- [WHAT IS BEING ASKED] Reproduce every line, starting at the one that contains "Indicate one point for each instance of the spoon handle" and ending at the last line of the data, exactly as it stands; pictures are omitted.

- [DATASET EXCERPTS]
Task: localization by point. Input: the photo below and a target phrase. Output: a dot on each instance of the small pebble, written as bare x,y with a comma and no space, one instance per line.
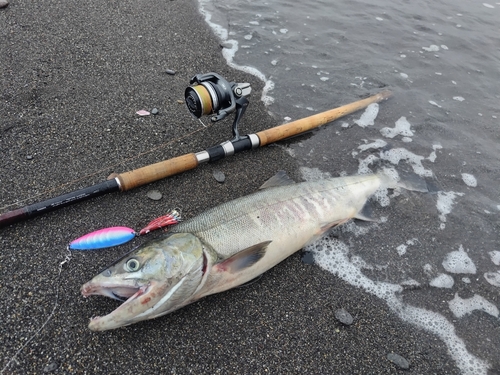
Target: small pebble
219,176
398,360
154,195
50,367
344,317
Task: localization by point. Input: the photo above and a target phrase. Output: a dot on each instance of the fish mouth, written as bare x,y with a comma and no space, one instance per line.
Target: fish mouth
129,295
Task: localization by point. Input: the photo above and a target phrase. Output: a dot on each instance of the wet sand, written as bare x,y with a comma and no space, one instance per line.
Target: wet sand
73,76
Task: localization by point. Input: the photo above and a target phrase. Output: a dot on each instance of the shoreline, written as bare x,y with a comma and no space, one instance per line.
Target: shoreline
75,76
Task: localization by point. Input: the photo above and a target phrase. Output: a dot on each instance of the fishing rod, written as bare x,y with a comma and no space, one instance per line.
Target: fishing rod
208,94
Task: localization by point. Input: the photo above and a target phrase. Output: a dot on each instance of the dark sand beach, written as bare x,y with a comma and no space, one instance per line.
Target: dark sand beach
73,74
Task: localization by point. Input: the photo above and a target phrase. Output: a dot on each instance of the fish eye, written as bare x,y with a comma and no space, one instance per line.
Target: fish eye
132,265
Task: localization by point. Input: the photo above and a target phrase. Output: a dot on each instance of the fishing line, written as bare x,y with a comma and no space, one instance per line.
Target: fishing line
67,258
163,145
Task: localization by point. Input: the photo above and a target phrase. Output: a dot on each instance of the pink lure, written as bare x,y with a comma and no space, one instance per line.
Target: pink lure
103,238
173,217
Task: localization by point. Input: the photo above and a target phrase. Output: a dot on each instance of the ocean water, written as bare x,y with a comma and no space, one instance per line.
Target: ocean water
434,258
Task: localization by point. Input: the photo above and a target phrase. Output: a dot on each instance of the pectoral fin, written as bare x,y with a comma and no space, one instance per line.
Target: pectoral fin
324,228
244,259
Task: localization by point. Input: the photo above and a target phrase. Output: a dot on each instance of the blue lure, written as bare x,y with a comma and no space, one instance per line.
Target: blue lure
103,238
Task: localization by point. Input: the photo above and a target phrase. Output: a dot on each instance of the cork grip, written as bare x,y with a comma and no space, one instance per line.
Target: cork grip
154,172
303,125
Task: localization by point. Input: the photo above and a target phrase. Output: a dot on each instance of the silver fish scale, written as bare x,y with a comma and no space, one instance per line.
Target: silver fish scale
280,211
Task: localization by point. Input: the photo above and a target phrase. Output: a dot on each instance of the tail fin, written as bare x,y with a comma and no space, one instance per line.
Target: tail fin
393,179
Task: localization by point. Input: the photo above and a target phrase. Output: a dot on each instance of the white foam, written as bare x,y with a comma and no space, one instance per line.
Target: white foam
461,307
459,262
442,281
495,257
409,282
431,48
445,201
363,167
493,278
313,174
228,53
402,127
469,179
378,143
369,115
395,155
401,249
332,255
432,156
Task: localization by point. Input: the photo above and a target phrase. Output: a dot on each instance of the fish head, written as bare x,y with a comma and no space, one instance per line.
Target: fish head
154,279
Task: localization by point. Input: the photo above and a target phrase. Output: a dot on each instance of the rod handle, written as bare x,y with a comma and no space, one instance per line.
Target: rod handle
303,125
157,171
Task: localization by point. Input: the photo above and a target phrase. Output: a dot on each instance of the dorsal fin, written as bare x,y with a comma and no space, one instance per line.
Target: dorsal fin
279,179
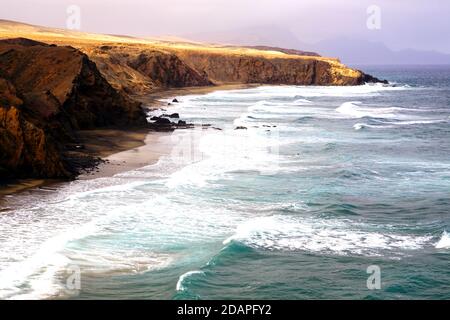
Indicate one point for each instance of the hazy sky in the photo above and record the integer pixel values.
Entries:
(417, 24)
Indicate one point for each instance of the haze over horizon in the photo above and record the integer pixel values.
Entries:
(306, 25)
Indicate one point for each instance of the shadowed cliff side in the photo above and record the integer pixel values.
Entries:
(46, 93)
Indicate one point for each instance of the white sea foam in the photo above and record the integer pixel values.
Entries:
(183, 277)
(354, 109)
(322, 236)
(444, 241)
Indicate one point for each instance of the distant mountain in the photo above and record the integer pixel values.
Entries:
(272, 36)
(351, 51)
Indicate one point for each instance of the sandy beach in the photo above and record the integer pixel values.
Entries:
(122, 150)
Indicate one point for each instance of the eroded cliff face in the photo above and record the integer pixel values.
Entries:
(290, 70)
(46, 93)
(138, 70)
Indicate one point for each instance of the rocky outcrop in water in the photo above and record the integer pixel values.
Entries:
(49, 92)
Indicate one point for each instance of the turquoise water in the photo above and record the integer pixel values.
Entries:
(323, 183)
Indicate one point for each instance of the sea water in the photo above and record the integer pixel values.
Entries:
(318, 186)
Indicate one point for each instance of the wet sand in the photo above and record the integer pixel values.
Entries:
(123, 150)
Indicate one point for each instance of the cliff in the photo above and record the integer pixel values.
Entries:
(55, 82)
(46, 93)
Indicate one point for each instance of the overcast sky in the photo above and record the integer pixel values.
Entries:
(417, 24)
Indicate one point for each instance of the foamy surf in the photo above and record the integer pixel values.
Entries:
(444, 241)
(323, 236)
(184, 277)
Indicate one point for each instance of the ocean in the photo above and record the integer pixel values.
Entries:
(279, 192)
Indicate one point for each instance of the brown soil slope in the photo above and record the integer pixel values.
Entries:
(47, 92)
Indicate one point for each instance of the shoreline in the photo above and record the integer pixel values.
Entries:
(121, 150)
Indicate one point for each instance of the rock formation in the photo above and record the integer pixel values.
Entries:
(46, 93)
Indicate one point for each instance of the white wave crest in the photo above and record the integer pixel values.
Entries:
(183, 278)
(321, 236)
(444, 242)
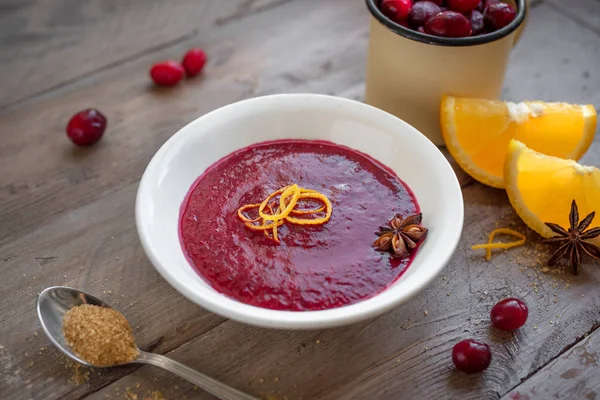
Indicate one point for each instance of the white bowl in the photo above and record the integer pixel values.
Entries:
(388, 139)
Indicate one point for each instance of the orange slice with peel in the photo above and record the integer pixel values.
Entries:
(268, 219)
(541, 188)
(477, 132)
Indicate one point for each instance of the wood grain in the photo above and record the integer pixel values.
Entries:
(66, 216)
(574, 375)
(74, 39)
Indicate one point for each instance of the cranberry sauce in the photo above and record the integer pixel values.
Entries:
(314, 267)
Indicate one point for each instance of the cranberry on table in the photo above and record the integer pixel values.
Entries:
(437, 2)
(477, 25)
(396, 10)
(421, 12)
(497, 16)
(167, 73)
(486, 3)
(193, 61)
(86, 127)
(448, 24)
(462, 6)
(471, 356)
(509, 314)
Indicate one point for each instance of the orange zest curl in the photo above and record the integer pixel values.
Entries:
(271, 215)
(490, 245)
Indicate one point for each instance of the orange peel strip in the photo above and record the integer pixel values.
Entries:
(489, 246)
(316, 221)
(308, 194)
(271, 219)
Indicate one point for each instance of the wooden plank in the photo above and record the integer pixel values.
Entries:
(405, 353)
(87, 196)
(48, 44)
(94, 248)
(574, 375)
(552, 67)
(584, 12)
(69, 205)
(63, 178)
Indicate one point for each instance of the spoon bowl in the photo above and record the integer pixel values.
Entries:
(52, 304)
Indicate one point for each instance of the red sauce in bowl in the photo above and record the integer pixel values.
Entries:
(314, 267)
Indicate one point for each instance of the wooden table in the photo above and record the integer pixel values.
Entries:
(66, 214)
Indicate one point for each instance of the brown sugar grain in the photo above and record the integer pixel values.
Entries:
(101, 336)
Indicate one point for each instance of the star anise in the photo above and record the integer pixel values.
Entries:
(401, 235)
(574, 240)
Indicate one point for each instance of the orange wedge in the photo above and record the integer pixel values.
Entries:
(477, 132)
(541, 188)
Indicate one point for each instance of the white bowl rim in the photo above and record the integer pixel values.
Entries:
(268, 318)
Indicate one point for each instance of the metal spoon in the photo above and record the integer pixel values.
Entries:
(55, 301)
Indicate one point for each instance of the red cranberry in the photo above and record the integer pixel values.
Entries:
(422, 12)
(194, 61)
(486, 3)
(471, 356)
(448, 24)
(497, 16)
(86, 127)
(167, 73)
(463, 6)
(509, 314)
(476, 19)
(396, 10)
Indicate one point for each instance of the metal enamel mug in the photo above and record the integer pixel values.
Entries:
(408, 72)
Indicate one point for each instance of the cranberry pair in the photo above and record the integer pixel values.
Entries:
(169, 73)
(471, 356)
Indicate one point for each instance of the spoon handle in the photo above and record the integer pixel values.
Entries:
(212, 386)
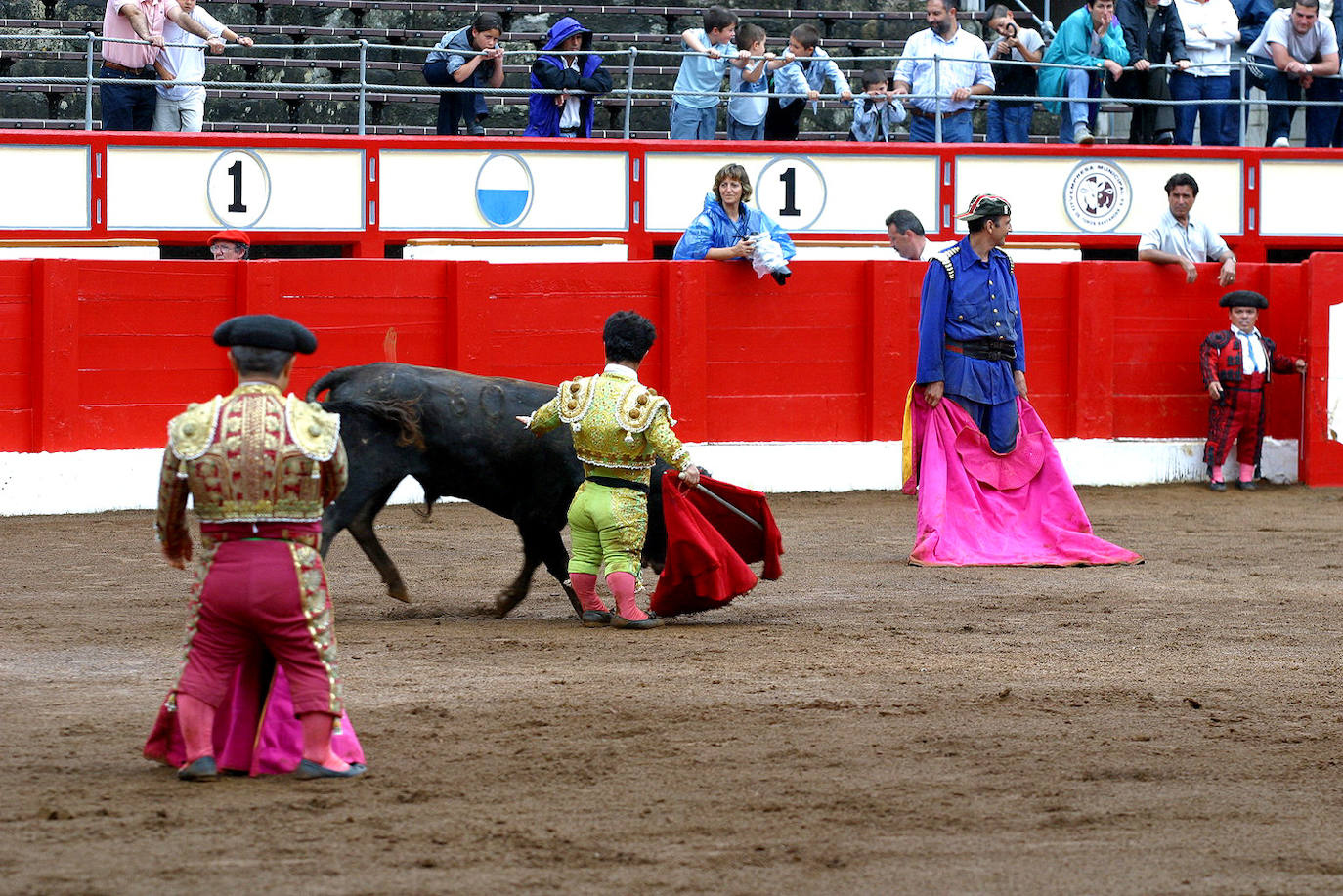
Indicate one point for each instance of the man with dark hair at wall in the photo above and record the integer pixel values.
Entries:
(259, 466)
(950, 86)
(1185, 240)
(618, 426)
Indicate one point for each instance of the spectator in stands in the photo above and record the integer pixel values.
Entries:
(1009, 120)
(1253, 15)
(747, 107)
(907, 236)
(1210, 28)
(806, 70)
(566, 64)
(230, 246)
(1295, 53)
(467, 58)
(183, 107)
(1180, 239)
(130, 107)
(951, 90)
(728, 229)
(695, 111)
(1094, 40)
(876, 113)
(1152, 32)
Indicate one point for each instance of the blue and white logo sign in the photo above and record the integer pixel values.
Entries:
(503, 190)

- [TASK ANSWER]
Indicate one point for each instance of the spoon handle in the photo above and record the integer pixel values.
Entries:
(212, 386)
Indicate one point for each instance of the man with dark hair at wall in the photo above and record the integer pixel values.
Entries:
(259, 466)
(950, 86)
(1185, 240)
(618, 426)
Indicate one point for each instance of the spectator in stands in the photo above and record the integer pixel values.
Entries:
(1009, 120)
(1253, 15)
(747, 107)
(907, 236)
(1210, 28)
(806, 70)
(566, 64)
(230, 246)
(1295, 53)
(467, 58)
(183, 107)
(1180, 239)
(130, 107)
(951, 90)
(728, 229)
(695, 111)
(1094, 40)
(876, 113)
(1152, 32)
Indicate one point for each instance of the blue and white logo sign in the photo above and record the integer pixel values.
Entries:
(503, 190)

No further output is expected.